### 你的任务
请将下方记录中从含有“In this exercise you will find the black coat”的那一行到含有“[(1128, 563), (625, 455)]”的那一行（首尾两行都包括在内）改写成编号列表，空行不计入。

### 已知信息

+---+

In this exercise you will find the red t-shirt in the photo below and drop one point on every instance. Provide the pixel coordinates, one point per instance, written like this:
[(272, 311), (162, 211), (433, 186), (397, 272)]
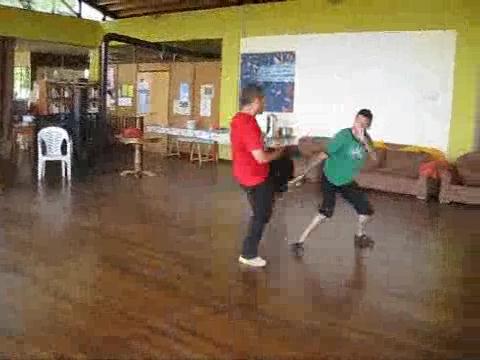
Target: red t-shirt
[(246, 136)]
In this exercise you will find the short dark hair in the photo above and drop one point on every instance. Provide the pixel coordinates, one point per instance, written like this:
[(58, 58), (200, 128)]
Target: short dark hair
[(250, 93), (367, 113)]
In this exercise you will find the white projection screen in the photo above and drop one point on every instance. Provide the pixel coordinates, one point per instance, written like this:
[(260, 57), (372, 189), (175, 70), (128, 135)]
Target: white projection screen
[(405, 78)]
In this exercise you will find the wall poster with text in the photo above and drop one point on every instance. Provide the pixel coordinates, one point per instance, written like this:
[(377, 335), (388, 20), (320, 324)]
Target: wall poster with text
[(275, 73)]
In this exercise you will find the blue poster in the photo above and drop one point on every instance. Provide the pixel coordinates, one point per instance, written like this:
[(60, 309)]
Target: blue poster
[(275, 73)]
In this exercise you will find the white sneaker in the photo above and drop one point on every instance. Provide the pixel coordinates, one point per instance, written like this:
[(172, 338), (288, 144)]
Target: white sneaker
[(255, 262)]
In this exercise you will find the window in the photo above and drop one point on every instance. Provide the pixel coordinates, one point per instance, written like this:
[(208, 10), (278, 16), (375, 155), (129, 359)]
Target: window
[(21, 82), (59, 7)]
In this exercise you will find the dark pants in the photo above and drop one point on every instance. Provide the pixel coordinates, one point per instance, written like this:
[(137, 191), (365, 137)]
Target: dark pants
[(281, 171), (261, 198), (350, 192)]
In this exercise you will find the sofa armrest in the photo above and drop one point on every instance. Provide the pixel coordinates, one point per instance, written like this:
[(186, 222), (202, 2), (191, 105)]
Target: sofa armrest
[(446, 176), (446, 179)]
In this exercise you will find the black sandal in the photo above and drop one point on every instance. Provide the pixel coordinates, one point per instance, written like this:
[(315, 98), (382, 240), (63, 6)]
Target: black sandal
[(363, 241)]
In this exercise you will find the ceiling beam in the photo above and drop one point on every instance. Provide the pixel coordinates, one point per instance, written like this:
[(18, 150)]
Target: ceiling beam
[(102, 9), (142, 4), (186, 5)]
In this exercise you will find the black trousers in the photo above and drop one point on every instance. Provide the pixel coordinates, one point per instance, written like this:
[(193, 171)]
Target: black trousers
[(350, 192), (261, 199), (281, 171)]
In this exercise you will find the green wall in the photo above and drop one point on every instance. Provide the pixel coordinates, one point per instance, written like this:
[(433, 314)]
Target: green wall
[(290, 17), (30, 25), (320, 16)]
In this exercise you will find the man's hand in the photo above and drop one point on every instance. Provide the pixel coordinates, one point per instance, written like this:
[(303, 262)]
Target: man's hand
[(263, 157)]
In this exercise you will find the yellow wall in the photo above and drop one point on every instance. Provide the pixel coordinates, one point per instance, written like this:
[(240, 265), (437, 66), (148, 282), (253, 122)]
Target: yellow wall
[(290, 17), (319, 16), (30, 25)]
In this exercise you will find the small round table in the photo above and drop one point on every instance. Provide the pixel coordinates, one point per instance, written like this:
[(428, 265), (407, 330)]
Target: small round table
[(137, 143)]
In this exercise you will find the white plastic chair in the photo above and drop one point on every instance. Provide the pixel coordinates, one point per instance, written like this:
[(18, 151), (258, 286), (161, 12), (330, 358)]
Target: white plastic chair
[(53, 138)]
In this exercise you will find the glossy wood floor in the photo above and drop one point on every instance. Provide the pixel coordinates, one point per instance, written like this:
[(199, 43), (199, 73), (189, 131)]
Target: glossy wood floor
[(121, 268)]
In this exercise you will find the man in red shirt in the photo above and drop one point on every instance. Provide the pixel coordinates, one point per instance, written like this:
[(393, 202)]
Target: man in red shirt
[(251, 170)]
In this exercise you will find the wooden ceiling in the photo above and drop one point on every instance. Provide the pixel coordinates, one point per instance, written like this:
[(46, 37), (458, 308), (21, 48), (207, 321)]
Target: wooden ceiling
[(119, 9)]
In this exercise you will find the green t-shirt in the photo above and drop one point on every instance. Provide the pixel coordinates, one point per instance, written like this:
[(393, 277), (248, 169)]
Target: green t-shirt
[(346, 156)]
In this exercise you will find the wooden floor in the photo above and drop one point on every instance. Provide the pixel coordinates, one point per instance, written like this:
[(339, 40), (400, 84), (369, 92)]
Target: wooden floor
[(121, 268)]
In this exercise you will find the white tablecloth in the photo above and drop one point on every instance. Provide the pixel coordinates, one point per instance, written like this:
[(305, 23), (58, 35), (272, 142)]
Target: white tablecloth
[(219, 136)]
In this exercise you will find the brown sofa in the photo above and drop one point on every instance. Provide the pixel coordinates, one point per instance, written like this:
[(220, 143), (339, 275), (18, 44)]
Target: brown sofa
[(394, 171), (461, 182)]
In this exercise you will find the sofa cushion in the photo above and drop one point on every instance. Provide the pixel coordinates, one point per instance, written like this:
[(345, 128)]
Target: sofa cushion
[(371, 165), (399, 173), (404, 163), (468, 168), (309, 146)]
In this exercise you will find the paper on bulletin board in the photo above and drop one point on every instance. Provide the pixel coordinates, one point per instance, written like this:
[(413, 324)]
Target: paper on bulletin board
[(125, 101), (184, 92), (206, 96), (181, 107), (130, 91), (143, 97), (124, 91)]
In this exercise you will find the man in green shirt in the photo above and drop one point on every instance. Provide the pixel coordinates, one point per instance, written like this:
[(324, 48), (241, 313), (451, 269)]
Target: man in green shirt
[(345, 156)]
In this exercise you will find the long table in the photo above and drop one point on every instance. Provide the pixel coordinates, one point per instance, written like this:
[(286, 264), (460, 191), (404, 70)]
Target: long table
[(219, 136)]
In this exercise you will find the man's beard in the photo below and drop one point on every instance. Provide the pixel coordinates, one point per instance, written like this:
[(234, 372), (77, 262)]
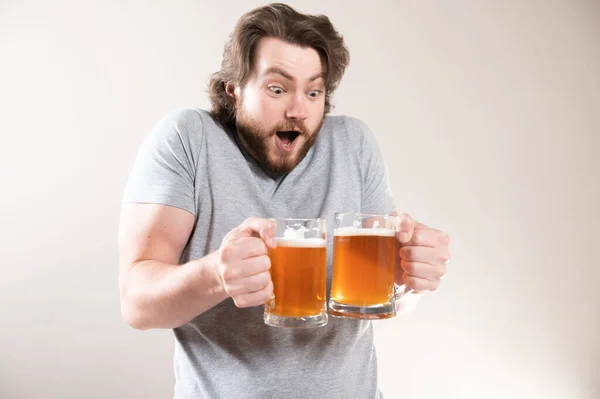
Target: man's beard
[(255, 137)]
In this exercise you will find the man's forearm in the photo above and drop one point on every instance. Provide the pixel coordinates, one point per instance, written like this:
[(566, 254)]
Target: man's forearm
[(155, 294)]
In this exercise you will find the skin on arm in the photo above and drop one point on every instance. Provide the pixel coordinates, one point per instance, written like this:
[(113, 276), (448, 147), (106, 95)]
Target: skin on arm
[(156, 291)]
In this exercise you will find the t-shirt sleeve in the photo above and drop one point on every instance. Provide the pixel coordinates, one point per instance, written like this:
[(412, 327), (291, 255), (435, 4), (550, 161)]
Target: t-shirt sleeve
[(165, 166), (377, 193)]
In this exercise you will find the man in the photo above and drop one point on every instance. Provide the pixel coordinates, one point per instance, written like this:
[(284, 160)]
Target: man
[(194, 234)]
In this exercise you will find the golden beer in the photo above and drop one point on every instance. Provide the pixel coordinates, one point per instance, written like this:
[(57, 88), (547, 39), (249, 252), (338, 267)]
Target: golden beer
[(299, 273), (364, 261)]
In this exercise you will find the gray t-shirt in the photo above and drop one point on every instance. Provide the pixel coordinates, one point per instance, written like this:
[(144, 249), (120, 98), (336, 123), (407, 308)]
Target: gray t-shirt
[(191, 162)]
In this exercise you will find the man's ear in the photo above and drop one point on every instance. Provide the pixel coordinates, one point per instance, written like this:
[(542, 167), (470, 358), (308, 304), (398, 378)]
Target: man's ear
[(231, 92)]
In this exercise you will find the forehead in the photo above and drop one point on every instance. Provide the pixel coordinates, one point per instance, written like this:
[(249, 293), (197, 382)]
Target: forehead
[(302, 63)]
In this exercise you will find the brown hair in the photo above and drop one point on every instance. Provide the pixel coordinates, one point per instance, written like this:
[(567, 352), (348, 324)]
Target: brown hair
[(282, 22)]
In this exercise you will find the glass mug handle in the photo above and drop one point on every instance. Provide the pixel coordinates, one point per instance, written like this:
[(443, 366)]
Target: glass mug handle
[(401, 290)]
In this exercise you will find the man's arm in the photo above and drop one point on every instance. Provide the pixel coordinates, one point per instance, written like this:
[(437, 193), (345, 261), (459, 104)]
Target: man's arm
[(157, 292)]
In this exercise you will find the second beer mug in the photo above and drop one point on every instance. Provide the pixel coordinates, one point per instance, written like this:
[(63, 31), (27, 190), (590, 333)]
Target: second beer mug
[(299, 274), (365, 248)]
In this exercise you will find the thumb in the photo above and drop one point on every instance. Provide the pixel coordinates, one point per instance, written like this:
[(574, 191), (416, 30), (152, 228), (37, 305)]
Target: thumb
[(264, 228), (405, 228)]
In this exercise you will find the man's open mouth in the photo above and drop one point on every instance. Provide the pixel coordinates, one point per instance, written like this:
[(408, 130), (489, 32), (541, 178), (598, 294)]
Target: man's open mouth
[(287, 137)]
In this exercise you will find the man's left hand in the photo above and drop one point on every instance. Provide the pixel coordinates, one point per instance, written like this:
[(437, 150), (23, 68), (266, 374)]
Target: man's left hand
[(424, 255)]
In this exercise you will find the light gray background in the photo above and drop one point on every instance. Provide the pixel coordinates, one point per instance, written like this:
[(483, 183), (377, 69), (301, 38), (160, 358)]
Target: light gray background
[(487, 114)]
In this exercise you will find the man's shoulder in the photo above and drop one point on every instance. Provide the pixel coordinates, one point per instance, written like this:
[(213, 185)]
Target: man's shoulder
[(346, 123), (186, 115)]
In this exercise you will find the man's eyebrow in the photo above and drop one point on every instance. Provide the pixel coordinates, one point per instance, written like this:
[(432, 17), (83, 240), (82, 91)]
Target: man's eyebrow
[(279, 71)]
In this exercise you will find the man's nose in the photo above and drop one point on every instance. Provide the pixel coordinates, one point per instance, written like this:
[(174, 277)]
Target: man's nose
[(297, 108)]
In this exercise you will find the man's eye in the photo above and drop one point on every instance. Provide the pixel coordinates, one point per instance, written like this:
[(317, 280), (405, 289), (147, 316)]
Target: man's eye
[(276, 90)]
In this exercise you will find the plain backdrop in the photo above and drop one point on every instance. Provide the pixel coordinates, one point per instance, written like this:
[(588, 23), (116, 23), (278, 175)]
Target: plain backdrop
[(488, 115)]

+---+

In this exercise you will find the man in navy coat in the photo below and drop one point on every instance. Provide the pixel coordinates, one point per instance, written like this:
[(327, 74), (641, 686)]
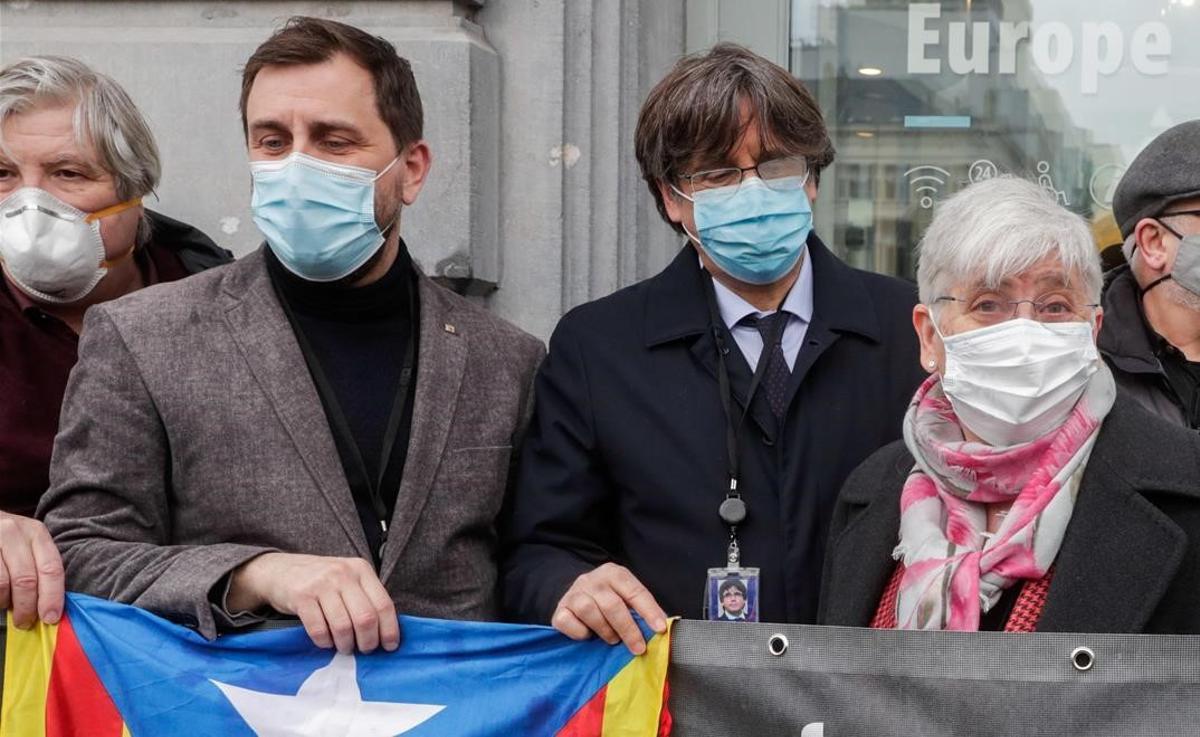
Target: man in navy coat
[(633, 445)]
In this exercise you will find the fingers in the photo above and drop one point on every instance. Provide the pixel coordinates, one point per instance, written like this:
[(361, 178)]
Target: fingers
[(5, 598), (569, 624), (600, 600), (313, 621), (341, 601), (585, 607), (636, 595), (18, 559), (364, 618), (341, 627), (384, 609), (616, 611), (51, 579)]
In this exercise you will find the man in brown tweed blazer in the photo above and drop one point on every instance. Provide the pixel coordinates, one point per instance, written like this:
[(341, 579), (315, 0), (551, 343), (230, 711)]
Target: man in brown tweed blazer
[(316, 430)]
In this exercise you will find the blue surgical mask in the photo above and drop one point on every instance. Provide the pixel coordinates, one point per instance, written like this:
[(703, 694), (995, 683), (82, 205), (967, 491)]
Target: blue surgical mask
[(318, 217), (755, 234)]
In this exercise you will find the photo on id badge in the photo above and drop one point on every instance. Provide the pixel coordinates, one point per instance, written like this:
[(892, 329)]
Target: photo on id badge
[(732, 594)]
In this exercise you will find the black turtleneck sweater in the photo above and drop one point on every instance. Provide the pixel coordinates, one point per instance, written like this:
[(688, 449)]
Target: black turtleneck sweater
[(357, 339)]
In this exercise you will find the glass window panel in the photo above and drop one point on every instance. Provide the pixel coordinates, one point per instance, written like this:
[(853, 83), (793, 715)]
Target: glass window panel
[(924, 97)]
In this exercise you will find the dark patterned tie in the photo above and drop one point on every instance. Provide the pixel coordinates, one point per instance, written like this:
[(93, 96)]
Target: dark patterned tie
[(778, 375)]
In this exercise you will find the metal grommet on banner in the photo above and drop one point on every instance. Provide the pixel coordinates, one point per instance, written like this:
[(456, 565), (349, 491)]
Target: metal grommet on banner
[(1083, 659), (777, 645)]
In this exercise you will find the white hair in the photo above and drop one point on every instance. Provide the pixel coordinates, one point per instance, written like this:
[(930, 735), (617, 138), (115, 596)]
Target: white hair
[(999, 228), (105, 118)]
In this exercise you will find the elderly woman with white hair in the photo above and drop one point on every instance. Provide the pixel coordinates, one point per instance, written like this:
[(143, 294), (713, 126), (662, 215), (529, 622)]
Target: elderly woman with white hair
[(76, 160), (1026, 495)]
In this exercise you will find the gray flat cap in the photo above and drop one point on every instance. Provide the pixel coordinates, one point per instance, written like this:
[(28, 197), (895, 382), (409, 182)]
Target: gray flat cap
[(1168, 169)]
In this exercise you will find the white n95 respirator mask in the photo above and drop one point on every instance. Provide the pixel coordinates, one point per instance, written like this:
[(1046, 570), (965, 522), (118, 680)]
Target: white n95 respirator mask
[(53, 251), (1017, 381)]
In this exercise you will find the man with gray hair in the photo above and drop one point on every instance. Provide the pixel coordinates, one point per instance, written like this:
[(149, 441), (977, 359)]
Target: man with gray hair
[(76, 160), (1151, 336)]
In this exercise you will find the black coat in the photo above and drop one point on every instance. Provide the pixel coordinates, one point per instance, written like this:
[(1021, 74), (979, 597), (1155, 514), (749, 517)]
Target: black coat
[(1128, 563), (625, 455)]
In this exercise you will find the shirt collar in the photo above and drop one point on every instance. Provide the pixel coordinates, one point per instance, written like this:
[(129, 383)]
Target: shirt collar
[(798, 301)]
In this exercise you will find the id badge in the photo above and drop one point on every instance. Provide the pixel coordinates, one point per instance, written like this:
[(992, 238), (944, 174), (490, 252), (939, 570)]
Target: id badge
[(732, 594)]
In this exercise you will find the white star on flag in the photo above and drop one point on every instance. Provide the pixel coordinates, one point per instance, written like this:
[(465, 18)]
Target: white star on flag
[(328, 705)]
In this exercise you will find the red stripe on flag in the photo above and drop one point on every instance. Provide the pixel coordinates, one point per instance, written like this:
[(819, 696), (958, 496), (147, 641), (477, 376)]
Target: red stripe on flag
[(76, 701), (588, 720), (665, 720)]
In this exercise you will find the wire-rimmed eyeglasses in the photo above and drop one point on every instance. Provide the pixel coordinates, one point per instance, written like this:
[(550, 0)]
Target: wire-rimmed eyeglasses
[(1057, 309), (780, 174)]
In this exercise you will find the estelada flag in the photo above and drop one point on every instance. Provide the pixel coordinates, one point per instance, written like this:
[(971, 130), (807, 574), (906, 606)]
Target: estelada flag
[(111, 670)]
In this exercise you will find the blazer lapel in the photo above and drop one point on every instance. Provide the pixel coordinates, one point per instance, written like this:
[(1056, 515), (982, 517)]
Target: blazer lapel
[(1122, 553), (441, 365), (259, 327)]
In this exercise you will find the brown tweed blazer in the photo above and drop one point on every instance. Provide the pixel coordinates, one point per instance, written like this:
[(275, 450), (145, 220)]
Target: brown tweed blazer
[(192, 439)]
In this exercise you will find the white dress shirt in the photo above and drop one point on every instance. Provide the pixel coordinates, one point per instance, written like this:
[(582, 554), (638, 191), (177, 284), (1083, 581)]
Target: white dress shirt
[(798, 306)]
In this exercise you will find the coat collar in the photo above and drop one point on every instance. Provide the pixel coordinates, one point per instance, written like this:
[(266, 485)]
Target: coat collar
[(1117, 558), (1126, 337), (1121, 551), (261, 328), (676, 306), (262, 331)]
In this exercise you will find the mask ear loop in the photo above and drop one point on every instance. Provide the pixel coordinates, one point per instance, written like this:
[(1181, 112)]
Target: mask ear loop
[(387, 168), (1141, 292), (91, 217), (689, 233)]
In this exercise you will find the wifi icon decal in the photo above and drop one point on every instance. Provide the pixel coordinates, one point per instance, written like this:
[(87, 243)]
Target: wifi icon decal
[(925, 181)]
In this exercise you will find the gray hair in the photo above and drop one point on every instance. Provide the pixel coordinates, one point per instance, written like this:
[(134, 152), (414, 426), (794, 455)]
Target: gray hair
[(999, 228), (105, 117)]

+---+

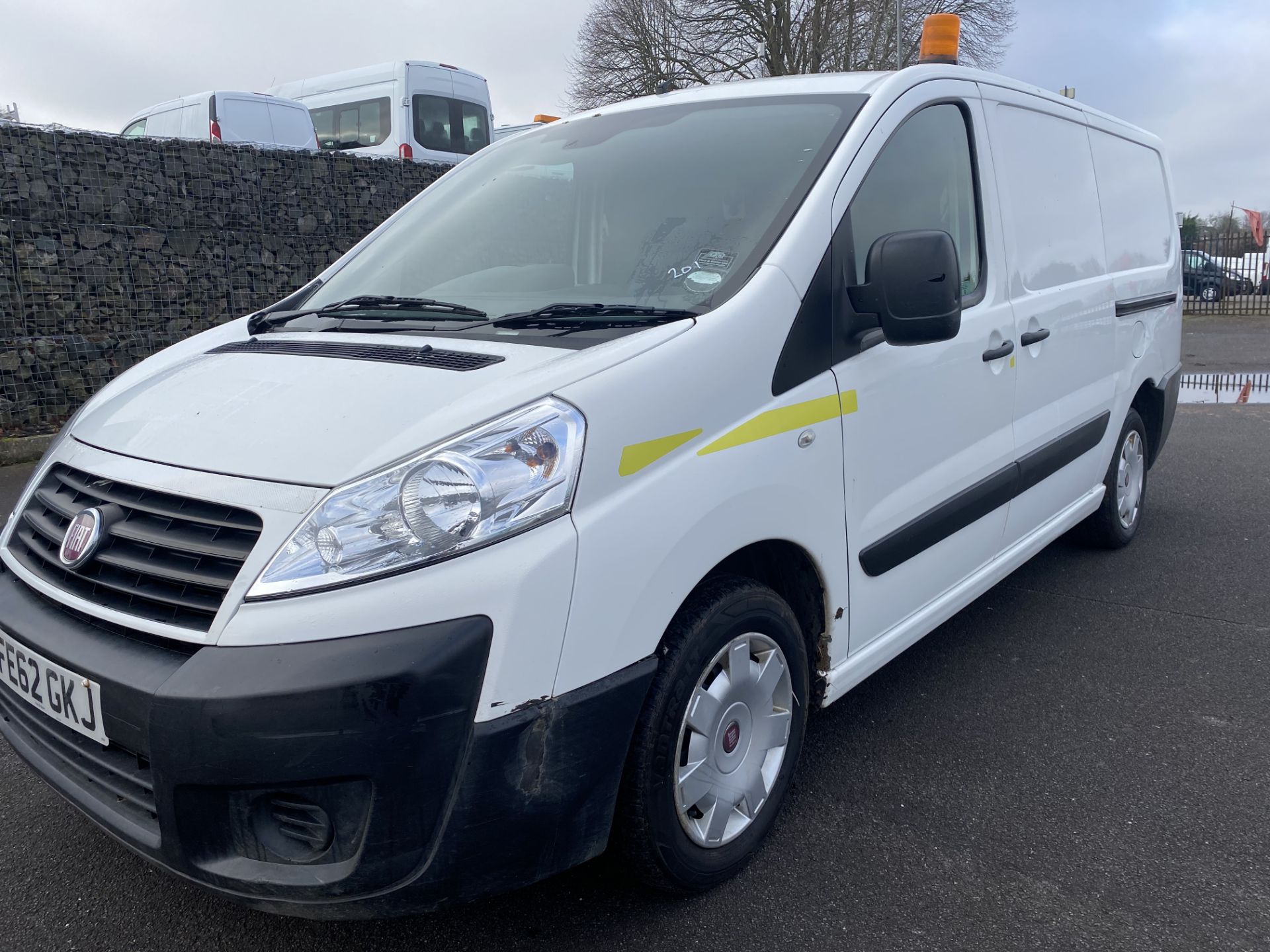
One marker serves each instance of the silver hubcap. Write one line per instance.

+---+

### 参考答案
1. In this exercise you will find the black coat in the photo above and drop one point on every instance. Provide the pixel coordinates, one point per instance, written like this:
2. [(1021, 74), (979, 597), (1155, 514), (749, 517)]
3. Target: black coat
4. [(1128, 563), (625, 455)]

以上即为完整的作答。